Verilen Görev A:
Alman medyasının Erdoğan hakkındaki yayınlarını ele alan metinden "Alman medyasına göre" ifadesinden "ile koalisyon yönünde." ifadesine kadar uzanan bölümü hiçbir değişiklik yapmadan yeniden veriniz.

Verilen Metin:
+===+

Almanya'nın önde gelen gazete ve dergilerinden 6'sının; Cumhurbaşkanı Tayyip Erdoğan'ı hedef alan, "tehdit ediyor" başlığıyla çıkmasını; nasıl yorumlayabiliriz?
Şurası açık: Alman medyası, tıpkı Amerikan medyası gibi; son yıllarda Türkiye'yi dehşetli merak etmeyi alışkanlık haline getirdi. Eskiden çok daha önemli gelişmeleri haber bile yapmazlardı. Giderek derinleşen bu merakın arkasında nasıl bir mantık bulunuyor?
Alman medyasına göre Tayyip Erdoğan, kimi tehdit ediyor? Alman gazete ve dergilerindeki yazılara bakınca, muhalefet partilerini tehdit ettiği sonucu çıkıyor. Peki, nasıl tehdit ediyor? Alman gazetelerine göre, "Eğer koalisyon kurulamazsa, Türkiye erken seçime gider…" diyerek tehdit ediyor…
Bizdeki haberler ise hiç de böyle değil. Alman medyası bizim göremediğimizi mi görüyor? AK Parti izlediğimiz kadarıyla erken seçim havasında hiç değil. Parti içindeki ana eğilim-edindiğimiz izlenimlere göre-CHP ile koalisyon yönünde… Başbakan Davutoğlu'nun da bu ihtimale yatkın olduğu söyleniyor. AK Parti içindeki ikinci eğilimse, MHP ile koalisyon yönünde.

+===+

[Kayıtlar]
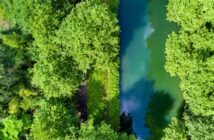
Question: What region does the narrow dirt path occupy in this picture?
[104,69,109,122]
[77,82,88,121]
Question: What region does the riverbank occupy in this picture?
[147,0,183,119]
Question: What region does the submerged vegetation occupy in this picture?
[0,0,135,140]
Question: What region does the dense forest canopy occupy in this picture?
[163,0,214,140]
[0,0,214,140]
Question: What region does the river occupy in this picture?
[119,0,182,139]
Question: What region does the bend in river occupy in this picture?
[119,0,182,139]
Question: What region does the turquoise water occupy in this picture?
[119,0,182,139]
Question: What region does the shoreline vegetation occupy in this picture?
[0,0,135,140]
[0,0,214,140]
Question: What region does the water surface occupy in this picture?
[119,0,182,139]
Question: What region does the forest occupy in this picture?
[162,0,214,140]
[0,0,214,140]
[0,0,135,140]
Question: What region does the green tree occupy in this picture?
[31,101,77,140]
[1,116,23,140]
[55,0,119,72]
[76,121,135,140]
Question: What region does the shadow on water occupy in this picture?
[120,79,153,139]
[145,91,174,140]
[120,112,134,135]
[119,0,147,56]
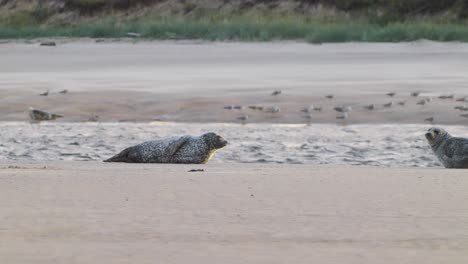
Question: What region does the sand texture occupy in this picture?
[0,162,468,264]
[0,40,468,124]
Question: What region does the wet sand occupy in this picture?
[0,122,458,167]
[0,162,468,264]
[0,40,468,124]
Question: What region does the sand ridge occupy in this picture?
[0,162,468,264]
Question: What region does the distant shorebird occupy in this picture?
[237,115,249,121]
[249,105,263,111]
[29,107,63,122]
[301,105,314,113]
[88,114,99,122]
[333,106,353,113]
[416,99,428,105]
[363,104,375,110]
[39,41,57,47]
[454,105,468,111]
[266,105,281,113]
[438,94,455,99]
[384,102,393,108]
[271,90,282,96]
[336,112,349,120]
[424,116,434,123]
[39,90,49,96]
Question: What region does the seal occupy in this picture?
[104,132,227,164]
[425,127,468,168]
[28,107,63,122]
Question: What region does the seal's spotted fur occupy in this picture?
[426,127,468,168]
[105,133,227,164]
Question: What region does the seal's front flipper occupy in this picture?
[104,147,133,163]
[164,136,188,157]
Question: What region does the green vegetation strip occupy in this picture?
[0,18,468,43]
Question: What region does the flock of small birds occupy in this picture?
[224,90,468,123]
[28,89,99,123]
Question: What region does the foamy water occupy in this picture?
[0,122,468,167]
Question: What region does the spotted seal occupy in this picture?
[425,127,468,168]
[104,132,227,164]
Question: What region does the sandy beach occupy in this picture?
[0,162,468,264]
[0,39,468,125]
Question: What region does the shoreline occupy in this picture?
[0,161,468,264]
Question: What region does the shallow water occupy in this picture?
[0,122,468,167]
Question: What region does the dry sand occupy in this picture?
[0,162,468,264]
[0,40,468,124]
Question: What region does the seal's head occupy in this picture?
[202,132,228,150]
[425,127,450,147]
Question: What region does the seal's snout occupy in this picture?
[426,132,434,140]
[219,138,229,148]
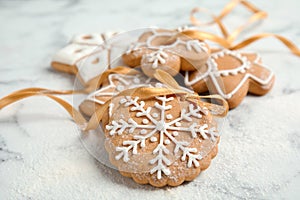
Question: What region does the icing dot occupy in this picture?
[172,131,178,137]
[133,77,140,83]
[175,122,181,126]
[152,113,158,118]
[166,114,173,119]
[150,137,157,142]
[117,85,125,91]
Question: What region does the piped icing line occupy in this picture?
[52,32,116,67]
[144,49,169,69]
[105,96,218,179]
[126,29,208,54]
[184,50,274,99]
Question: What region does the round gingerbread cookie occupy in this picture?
[185,49,275,108]
[79,73,151,116]
[122,29,210,76]
[102,92,219,187]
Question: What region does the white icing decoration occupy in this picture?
[184,50,273,99]
[71,33,104,45]
[150,137,157,142]
[126,29,208,54]
[172,131,178,137]
[144,49,169,69]
[52,32,117,82]
[52,44,97,65]
[105,96,217,179]
[108,103,115,117]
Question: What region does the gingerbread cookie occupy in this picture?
[51,32,117,85]
[185,49,275,108]
[79,73,151,116]
[102,92,219,187]
[122,29,210,77]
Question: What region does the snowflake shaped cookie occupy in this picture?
[104,96,219,186]
[185,49,275,108]
[123,29,210,77]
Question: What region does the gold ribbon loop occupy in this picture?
[189,0,300,56]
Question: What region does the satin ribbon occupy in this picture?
[188,0,300,56]
[0,70,228,131]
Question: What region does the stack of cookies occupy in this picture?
[52,29,274,187]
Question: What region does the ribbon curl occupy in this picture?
[186,0,300,56]
[0,70,228,131]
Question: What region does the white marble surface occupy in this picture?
[0,0,300,199]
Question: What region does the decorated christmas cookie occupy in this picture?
[51,32,117,85]
[122,29,210,77]
[103,92,219,187]
[79,73,151,116]
[185,49,275,108]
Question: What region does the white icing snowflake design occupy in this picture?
[185,49,273,99]
[106,96,218,179]
[126,30,208,54]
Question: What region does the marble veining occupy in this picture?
[0,0,300,199]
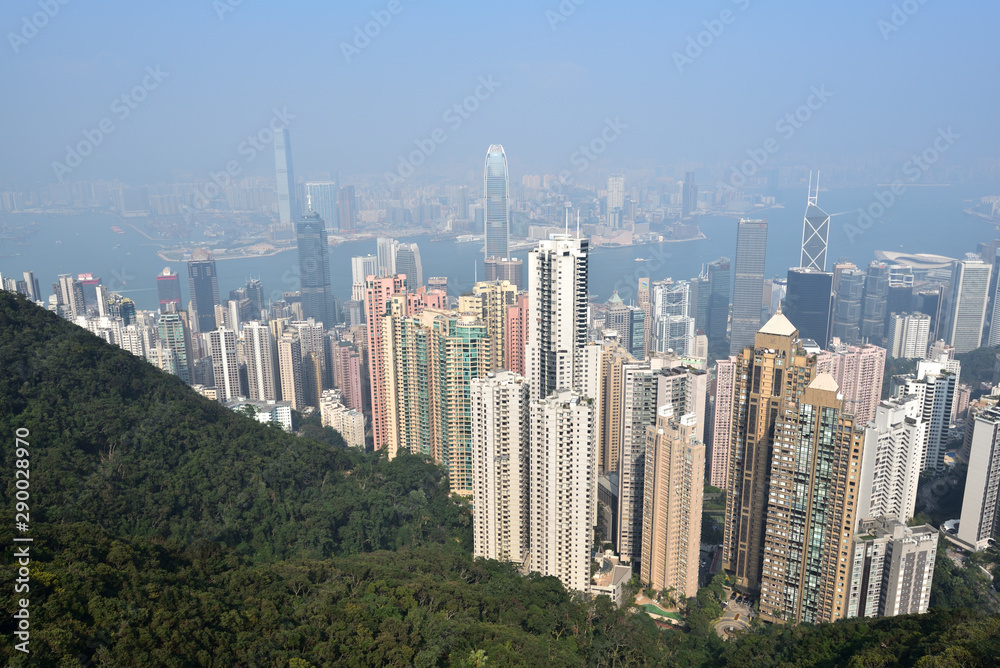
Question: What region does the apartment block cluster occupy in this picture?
[7,145,1000,623]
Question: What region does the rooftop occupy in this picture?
[757,311,798,336]
[809,373,840,392]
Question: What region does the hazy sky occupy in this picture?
[0,0,1000,189]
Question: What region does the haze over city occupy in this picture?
[0,0,1000,187]
[0,0,1000,668]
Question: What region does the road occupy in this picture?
[713,601,750,640]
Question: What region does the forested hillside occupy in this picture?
[0,291,1000,668]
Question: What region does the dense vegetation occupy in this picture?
[0,292,1000,668]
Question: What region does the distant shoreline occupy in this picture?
[156,246,296,262]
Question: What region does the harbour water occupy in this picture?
[0,185,1000,309]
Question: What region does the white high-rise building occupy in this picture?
[243,320,280,401]
[525,234,600,401]
[901,360,959,471]
[528,390,597,593]
[709,356,736,489]
[944,255,992,353]
[208,327,240,401]
[646,278,695,355]
[278,334,306,411]
[604,355,708,561]
[889,313,931,359]
[483,144,510,259]
[306,181,340,230]
[274,128,296,225]
[351,255,379,302]
[607,176,625,228]
[958,408,1000,550]
[375,237,399,278]
[470,371,530,564]
[846,516,938,617]
[858,396,928,522]
[639,404,705,598]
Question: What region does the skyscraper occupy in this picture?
[861,260,889,346]
[793,172,830,276]
[708,356,736,489]
[351,255,378,301]
[188,249,219,332]
[156,267,181,313]
[274,128,299,226]
[278,334,306,411]
[528,389,597,593]
[483,144,510,259]
[381,302,491,495]
[24,271,42,302]
[337,186,358,232]
[699,257,733,345]
[375,237,398,278]
[607,176,625,229]
[888,313,931,359]
[943,256,991,353]
[635,276,653,358]
[858,397,927,522]
[503,293,531,376]
[723,310,862,623]
[729,218,767,355]
[295,209,334,327]
[647,278,695,355]
[485,257,524,290]
[243,320,280,401]
[471,371,530,564]
[816,344,886,426]
[847,516,939,617]
[601,355,708,561]
[208,327,242,401]
[56,274,87,319]
[893,360,961,471]
[525,234,599,401]
[459,281,517,371]
[639,404,705,600]
[365,275,444,450]
[395,244,424,292]
[784,267,833,348]
[156,313,191,383]
[306,181,339,232]
[681,172,698,218]
[831,269,865,345]
[958,408,1000,550]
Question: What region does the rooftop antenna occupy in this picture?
[806,170,819,206]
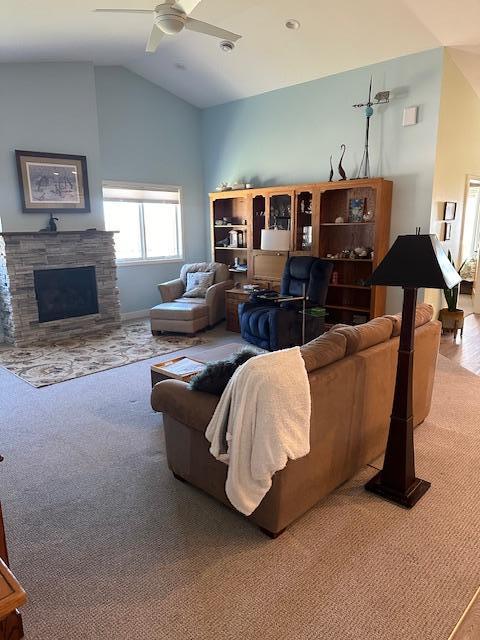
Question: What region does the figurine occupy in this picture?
[40,213,58,233]
[338,144,347,180]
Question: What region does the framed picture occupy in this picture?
[15,150,90,213]
[348,198,365,222]
[443,222,452,241]
[443,202,457,220]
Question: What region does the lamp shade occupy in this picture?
[369,234,461,289]
[260,229,290,251]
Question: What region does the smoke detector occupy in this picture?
[220,40,235,53]
[285,20,300,31]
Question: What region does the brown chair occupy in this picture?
[150,262,233,335]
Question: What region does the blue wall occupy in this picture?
[0,62,104,231]
[202,49,443,310]
[95,67,207,312]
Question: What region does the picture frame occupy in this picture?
[15,149,91,213]
[443,222,452,242]
[443,202,457,220]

+===+

Verilen Görev B:
Yukarıdaki satırlarda "Question: What region does the blue" ifadesini içeren satırdan satırların sonuna kadar uzanan bölümü, iki ucu da dahil olmak üzere, her satır için bir dize içeren bir JSON listesine dönüştürünüz. Boş satırları listeye almayınız.

Görev Çıktısı A:
Alman medyasına göre Tayyip Erdoğan, kimi tehdit ediyor? Alman gazete ve dergilerindeki yazılara bakınca, muhalefet partilerini tehdit ettiği sonucu çıkıyor. Peki, nasıl tehdit ediyor? Alman gazetelerine göre, "Eğer koalisyon kurulamazsa, Türkiye erken seçime gider…" diyerek tehdit ediyor…
Bizdeki haberler ise hiç de böyle değil. Alman medyası bizim göremediğimizi mi görüyor? AK Parti izlediğimiz kadarıyla erken seçim havasında hiç değil. Parti içindeki ana eğilim-edindiğimiz izlenimlere göre-CHP ile koalisyon yönünde… Başbakan Davutoğlu'nun da bu ihtimale yatkın olduğu söyleniyor. AK Parti içindeki ikinci eğilimse, MHP ile koalisyon yönünde.

Görev Çıktısı B:
[
  "Question: What region does the blue wall occupy in this picture?",
  "[0,62,104,231]",
  "[202,49,443,310]",
  "[95,67,207,312]",
  "Question: What region does the picture frame occupy in this picture?",
  "[15,149,91,213]",
  "[443,222,452,242]",
  "[443,202,457,220]"
]